▶ **GIVEN PROBLEM**: Copy out all of the records below, switching "thickest part" to "widest part" and leaving everything else unchanged.

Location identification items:

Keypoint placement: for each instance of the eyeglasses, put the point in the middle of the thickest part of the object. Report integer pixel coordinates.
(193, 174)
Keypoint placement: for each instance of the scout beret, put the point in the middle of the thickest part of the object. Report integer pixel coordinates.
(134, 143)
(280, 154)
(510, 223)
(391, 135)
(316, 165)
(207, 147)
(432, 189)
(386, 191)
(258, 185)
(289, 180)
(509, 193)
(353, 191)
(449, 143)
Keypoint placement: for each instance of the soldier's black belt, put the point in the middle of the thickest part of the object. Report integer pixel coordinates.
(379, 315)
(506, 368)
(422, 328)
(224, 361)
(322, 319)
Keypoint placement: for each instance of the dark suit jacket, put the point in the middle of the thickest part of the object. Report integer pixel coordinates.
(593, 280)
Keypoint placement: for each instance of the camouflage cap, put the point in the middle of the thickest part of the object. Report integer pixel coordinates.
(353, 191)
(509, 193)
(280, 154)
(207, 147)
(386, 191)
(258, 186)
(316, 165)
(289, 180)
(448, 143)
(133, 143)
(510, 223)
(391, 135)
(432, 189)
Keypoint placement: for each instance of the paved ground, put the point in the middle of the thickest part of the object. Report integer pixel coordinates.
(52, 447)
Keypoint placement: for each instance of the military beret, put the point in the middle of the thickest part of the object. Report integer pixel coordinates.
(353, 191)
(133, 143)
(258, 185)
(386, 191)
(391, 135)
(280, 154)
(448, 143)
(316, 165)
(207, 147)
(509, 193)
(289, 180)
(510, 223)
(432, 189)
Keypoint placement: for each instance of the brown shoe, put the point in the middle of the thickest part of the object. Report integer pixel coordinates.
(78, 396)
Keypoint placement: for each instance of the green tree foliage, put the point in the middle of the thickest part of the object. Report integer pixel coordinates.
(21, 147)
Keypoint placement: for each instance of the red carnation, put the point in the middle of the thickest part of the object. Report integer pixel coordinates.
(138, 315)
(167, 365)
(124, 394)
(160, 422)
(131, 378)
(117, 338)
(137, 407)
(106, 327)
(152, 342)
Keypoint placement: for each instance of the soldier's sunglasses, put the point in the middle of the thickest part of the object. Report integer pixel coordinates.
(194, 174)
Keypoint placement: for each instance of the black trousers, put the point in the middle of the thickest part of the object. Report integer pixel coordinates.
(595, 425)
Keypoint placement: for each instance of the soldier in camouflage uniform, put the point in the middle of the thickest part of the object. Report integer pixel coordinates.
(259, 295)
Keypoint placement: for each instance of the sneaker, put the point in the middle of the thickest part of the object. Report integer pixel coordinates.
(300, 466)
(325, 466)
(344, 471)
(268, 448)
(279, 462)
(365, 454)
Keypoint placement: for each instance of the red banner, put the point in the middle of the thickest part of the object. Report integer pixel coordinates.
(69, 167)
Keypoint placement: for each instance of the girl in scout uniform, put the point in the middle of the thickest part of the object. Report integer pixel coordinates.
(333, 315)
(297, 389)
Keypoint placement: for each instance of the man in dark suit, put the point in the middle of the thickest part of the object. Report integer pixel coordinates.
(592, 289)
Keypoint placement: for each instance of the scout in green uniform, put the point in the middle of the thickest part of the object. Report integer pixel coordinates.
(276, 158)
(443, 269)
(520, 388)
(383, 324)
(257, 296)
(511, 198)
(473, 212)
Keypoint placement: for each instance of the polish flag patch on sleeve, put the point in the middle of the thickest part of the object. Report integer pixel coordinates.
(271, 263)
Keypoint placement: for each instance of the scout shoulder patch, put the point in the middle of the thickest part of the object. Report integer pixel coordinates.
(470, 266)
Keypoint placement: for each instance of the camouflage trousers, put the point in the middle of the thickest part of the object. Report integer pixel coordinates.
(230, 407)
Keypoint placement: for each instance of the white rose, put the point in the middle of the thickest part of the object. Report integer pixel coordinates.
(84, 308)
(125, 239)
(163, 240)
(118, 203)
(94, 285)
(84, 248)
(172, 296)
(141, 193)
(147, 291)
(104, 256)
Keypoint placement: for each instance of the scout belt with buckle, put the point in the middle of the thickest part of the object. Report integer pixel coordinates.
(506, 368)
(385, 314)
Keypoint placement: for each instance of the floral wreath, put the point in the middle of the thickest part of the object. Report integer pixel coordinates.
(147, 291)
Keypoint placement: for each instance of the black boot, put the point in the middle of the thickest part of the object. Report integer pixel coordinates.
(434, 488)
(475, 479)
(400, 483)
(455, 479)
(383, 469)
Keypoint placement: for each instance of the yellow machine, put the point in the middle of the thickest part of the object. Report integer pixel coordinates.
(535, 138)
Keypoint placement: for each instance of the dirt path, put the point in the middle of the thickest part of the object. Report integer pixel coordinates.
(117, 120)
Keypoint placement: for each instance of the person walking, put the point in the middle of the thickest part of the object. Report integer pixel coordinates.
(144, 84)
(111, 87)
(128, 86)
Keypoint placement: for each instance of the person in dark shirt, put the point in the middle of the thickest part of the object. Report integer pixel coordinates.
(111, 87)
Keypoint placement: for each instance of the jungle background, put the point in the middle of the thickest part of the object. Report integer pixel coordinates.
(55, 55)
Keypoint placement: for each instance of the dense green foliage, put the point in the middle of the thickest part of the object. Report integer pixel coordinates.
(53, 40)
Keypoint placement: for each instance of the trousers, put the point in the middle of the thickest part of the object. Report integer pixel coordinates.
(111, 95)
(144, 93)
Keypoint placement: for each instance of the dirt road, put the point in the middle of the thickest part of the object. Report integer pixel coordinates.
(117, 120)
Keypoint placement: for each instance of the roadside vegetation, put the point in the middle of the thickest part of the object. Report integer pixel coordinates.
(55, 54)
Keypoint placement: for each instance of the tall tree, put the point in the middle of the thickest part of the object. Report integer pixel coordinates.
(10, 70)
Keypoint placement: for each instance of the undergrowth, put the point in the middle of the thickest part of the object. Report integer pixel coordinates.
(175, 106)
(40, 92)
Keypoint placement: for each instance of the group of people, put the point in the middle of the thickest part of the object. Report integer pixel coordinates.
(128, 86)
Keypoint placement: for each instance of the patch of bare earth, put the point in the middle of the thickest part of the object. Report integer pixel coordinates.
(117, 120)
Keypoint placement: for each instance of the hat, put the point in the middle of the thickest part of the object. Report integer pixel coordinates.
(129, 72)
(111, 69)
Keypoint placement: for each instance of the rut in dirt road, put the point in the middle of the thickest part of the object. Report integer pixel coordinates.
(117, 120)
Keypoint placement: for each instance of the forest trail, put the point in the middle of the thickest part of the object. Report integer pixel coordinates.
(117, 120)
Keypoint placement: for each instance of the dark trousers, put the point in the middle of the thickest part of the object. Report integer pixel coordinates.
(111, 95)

▶ **RESULT OF THE EXERCISE**:
Keypoint placement: for each instance of the eyeglasses, put the point in the middle of the widest part of the object. Report integer pixel coordinates.
(193, 174)
Keypoint placement: for each instance of the scout beret, put the point in the middle of the widest part of the object. Report integer pixel coordinates.
(134, 143)
(280, 154)
(510, 223)
(391, 135)
(316, 165)
(207, 147)
(432, 189)
(386, 191)
(258, 185)
(289, 180)
(509, 193)
(353, 191)
(449, 143)
Keypoint placement: for each instance of the soldier's black belt, put the point in the middle of the widest part of the object. Report integer pixel coordinates.
(379, 315)
(506, 368)
(422, 328)
(224, 361)
(322, 319)
Keypoint placement: for each instance of the dark suit jacket, put the point in the middle of the widest part of the object. Report integer pixel coordinates.
(593, 280)
Keypoint placement: for each instance of the camouflage cap, put the point in the middle of the widest part of the object. Report integer pixel coordinates.
(353, 191)
(509, 193)
(280, 154)
(207, 147)
(386, 191)
(258, 186)
(316, 165)
(289, 180)
(448, 143)
(133, 143)
(510, 223)
(391, 135)
(432, 189)
Keypoint placement: for each instance of the paved ground, put the point in the middle of the widest part of the object. Report integer pixel coordinates.
(52, 447)
Keypoint placement: for each instance of the military beret, put the point in the middle of the widest part of the object. Report integer pixel coordinates.
(353, 191)
(133, 143)
(258, 185)
(386, 191)
(391, 135)
(280, 154)
(448, 143)
(316, 165)
(207, 147)
(509, 193)
(289, 180)
(510, 223)
(432, 189)
Keypoint placement: for each instance of the brown shoe, put the point in the middle of the widest part of the object. Report integer pixel coordinates.
(78, 396)
Keypoint placement: for each instance of the green tree foliage, put the point in the middle of the widest part of the object. Report integer pixel coordinates.
(21, 147)
Keypoint placement: for each instance of the red carnation, put the point in the middle of the widest part of the object. Report integer pixel coordinates.
(138, 315)
(167, 365)
(124, 394)
(160, 422)
(131, 378)
(117, 338)
(137, 407)
(106, 327)
(152, 342)
Keypoint placement: for each instance of the soldier's sunglasses, put the point in the middle of the widest part of the object. Report integer pixel coordinates.
(194, 174)
Keypoint placement: for each instance of the black trousers, put the point in the middle of the widest part of the object. Report integer pixel coordinates.
(595, 425)
Keypoint placement: for each instance of the soldier in camouflage uniform, put the point in the middle of the widest part of the object. Report integer pixel coordinates.
(259, 295)
Keypoint placement: for each instance of the sneaker, put the point in the middle of the widest part of the object. Report integer pixel coordinates.
(300, 466)
(325, 466)
(344, 471)
(268, 448)
(279, 462)
(365, 454)
Keypoint placement: for each instance of the red banner, put the point in the middle of the widest part of the object. Report integer pixel coordinates.
(69, 167)
Keypoint placement: for each instance of the girl in scout uniform, put the point in the middle of the widest part of the object. Report integer pixel coordinates.
(333, 315)
(297, 389)
Keypoint placement: for each instance of the man in dark suit, put the point in the middle of the widest part of the object. Report integer pixel coordinates.
(592, 289)
Keypoint placement: for each instance of the scout in green uniform, put the point in the middle of the widest part of the object. Report integer pixel coordinates.
(276, 158)
(443, 269)
(520, 388)
(383, 324)
(257, 296)
(511, 198)
(473, 212)
Keypoint placement: for each instance of the polish flag patch on sleeve, put the point in the middle of the widest part of the object. Report integer pixel coordinates.
(271, 263)
Keypoint placement: for each instance of the scout shoulder patch, put the point in the middle of the widest part of the object. Report integer pixel coordinates.
(470, 266)
Keypoint placement: for each instance of the camouflage trousers, put the point in the middle of the widest part of the object. Report integer pixel coordinates.
(230, 407)
Keypoint placement: for each instance of the white rose, put the point in the middle of the widest part of the object. Report integer pixel coordinates.
(84, 308)
(125, 239)
(163, 240)
(118, 203)
(94, 285)
(84, 248)
(172, 296)
(141, 193)
(147, 291)
(104, 256)
Keypoint placement: for each instance of the scout belt with buckle, put the point in the middle of the widest part of the object. Report integer pixel coordinates.
(506, 368)
(385, 314)
Keypoint placement: for each instance of the floral wreath, put the point in the middle of the widest part of the object. Report integer pixel coordinates.
(147, 291)
Keypoint placement: for each instance of the black boot, put the point in the middle of the widest part of the object. Report integer pixel coordinates.
(434, 488)
(475, 479)
(400, 483)
(455, 479)
(383, 469)
Keypoint placement: for each instance of the yellow machine, put the point in the middle of the widest part of the object. Report integer pixel coordinates.
(535, 138)
Keypoint placement: for each instance of the dirt path, put the point in the middle of the widest part of the object. Report integer pixel coordinates.
(117, 120)
Keypoint placement: for each instance of the person walking, put the point in the middle of the widest part of the object. Report integer pixel coordinates.
(144, 84)
(111, 87)
(128, 86)
Keypoint placement: for each instance of the person in dark shirt, put the point in the middle of the widest part of the object. Report integer pixel coordinates.
(111, 87)
Keypoint placement: for each instance of the jungle background, put the point in the middle of the widest part of the object. Report integer pixel coordinates.
(55, 55)
Keypoint placement: for each instance of the dense green foliage, put the point in the middle of the widest part of the object. Report integer pixel coordinates.
(53, 40)
Keypoint placement: for each instance of the trousers, put the point in the middle of the widest part of the object. Report integer pixel coordinates.
(111, 95)
(144, 93)
Keypoint placement: for each instance of the dirt road, put the point in the middle of the widest part of the object. Report integer pixel coordinates.
(117, 120)
Keypoint placement: for each instance of the roadside vegetation, put the point in the middle of the widest part of the object. Report integer pixel coordinates.
(55, 54)
Keypoint placement: for each instance of the tall tree, put the point in the middle of the widest part of the object. Report integer pixel coordinates.
(10, 70)
Keypoint placement: for each instance of the undergrowth, put the point in the middle of the widest part of the object. Report integer pixel coordinates.
(175, 106)
(40, 92)
Keypoint placement: for each instance of the group of people, put the point in the middle of the widest part of the object. Report integer pixel coordinates.
(128, 86)
Keypoint placement: for each instance of the patch of bare earth, put the point in the middle of the widest part of the object. Report integer pixel coordinates.
(117, 120)
Keypoint placement: for each instance of the hat, put the point in the middle of the widest part of the object. Report integer pixel coordinates.
(129, 72)
(111, 69)
Keypoint placement: for each instance of the rut in dirt road, put the point in the middle of the widest part of the object. Report integer pixel coordinates.
(117, 120)
Keypoint placement: for each instance of the forest trail, put the point in the middle of the widest part of the object. Report integer pixel coordinates.
(117, 120)
Keypoint placement: for each instance of the dark trousers, put the point in the middle of the widest part of the object. Report integer pixel coordinates.
(111, 95)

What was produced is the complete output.